#### Stated goal
Report how many of the lines below contain the word "green", treating uppercase and lowercase as different. Reply with the number alone.

#### Source material
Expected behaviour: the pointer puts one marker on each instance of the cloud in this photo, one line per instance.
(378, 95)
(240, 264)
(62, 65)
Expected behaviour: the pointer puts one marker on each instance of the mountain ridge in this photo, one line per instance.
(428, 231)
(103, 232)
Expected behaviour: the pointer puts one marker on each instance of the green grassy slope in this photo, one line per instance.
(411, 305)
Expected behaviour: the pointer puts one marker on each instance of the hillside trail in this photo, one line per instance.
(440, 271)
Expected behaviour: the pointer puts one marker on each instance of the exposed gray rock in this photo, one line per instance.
...
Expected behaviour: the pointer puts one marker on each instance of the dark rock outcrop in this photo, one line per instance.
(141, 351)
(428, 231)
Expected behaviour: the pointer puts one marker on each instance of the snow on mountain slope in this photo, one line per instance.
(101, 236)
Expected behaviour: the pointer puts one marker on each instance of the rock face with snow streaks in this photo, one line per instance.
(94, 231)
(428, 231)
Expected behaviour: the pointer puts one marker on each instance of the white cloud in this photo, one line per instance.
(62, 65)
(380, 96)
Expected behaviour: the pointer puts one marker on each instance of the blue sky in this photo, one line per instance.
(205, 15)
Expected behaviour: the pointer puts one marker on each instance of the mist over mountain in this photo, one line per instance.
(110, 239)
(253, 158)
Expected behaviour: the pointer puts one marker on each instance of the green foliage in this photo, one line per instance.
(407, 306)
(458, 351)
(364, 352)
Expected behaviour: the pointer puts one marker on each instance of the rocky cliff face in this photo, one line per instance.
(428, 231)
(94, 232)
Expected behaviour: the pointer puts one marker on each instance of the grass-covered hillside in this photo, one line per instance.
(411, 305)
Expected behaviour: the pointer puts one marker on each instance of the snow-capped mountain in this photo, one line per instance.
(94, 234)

#### Task result
2